▶ Page extract:
— Begin —

Nick continues: “Once the BBC accepted the proposal, David Richardson and script editor Matt Fitton started working on story ideas, and kept me informed all along the way. It looked like we might get David and Catherine into studio fairly imminently then, so the scripts were worked on quite quickly. Then, when they were ready and tentative studio bookings made, David and Catherine – very busy people! – suddenly became unavailable. So we had to wait quite a while. So it’s true to say those scripts were then waiting for the final bookings to be made. So that’s why, when the information was leaked on the internet, we couldn’t comment, because we weren’t one hundred per cent sure it was actually going to happen. We had everything crossed!
David Richardson adds: “We certainly began story lining back in the summer of 2014, and the scripts were all signed off by May 2015. So they sat on the shelf for several months before we were able to get David and Catherine together in October.”
[Above David Tennant and Catherine Tate.]
When it was revealed in October last year that David Tennant was to play the Doctor for Big Finish, it marked his return to the Moat Studios after an absence of a decade.
Speaking to producer David Richardson, David Tennant recalls: “I first did Big Finish with Sylvester McCoy and Sophie Aldred many years ago, certainly before Doctor Who was as central a part of my life as it has become since.
“I was always keen to come and play. I did a few different characters, one with Colin Baker, one with David Warner and some Dalek stuff with Nick Briggs. It was always something I really enjoyed.
“It was a lovely little job when it came along, so it’s nice to return to that because doing audio stuff is always really good fun.
“There’s an immediacy to it – you turn up and haven’t learned the lines – you prepare a little but basically you are flying by the seat of your pants, to a certain extent, and if you have got lots of good actors who inspire you and make it good fun, it’s really not a bad way to spend a day.
“It’s quite tiring and it’s quite intensive because you do a story in a day, faster than you work on Radio 4, but there’s such an energy to this stuff, you can’t help but be barrelled along by it. It took about two weeks to do a show on TV!”
Jason Haigh-Ellery was particularly delighted to welcome David back into the Big Finish family.

— End —

▶ Set of tasks:
1. Transcribe the section of the Big Finish article that opens with "Speaking to producer" and closes with "has become since.".
2. Render the listing's lines as a numbered list, from the line containing "raised arm?" through the line containing "top-left (477, 105), bottom-right (492, 135)", both ends inclusive. Omit blank lines.
The listing that comes next is unrelated to the Big Finish article.

▶ Excerpt from a data file:
— Begin —

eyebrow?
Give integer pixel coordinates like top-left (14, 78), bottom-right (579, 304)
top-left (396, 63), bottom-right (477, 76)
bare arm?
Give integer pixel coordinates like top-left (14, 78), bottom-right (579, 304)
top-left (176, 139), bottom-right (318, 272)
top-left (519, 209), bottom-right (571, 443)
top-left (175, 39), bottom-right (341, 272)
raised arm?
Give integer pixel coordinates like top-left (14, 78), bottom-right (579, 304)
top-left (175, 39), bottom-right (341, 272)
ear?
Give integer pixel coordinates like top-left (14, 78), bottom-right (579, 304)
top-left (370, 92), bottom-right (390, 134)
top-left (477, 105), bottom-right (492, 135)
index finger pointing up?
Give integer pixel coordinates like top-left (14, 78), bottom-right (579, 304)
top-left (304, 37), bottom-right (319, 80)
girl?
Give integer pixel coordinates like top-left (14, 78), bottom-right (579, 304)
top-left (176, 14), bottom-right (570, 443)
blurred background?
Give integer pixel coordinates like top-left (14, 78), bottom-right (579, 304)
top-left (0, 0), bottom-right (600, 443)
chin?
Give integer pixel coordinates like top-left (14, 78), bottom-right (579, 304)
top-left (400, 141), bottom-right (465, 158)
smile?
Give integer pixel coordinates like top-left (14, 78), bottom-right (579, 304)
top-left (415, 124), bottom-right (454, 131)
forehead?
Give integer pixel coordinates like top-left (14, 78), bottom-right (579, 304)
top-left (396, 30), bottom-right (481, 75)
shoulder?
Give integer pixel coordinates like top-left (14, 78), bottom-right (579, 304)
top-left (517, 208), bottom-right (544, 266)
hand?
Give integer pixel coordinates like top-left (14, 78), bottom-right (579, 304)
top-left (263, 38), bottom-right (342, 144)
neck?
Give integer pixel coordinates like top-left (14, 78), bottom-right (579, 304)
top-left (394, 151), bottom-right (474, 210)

— End —

▶ Per-task answers:
1.
Speaking to producer David Richardson, David Tennant recalls: “I first did Big Finish with Sylvester McCoy and Sophie Aldred many years ago, certainly before Doctor Who was as central a part of my life as it has become since.

2.
1. raised arm?
2. Give integer pixel coordinates like top-left (14, 78), bottom-right (579, 304)
3. top-left (175, 39), bottom-right (341, 272)
4. ear?
5. Give integer pixel coordinates like top-left (14, 78), bottom-right (579, 304)
6. top-left (370, 92), bottom-right (390, 134)
7. top-left (477, 105), bottom-right (492, 135)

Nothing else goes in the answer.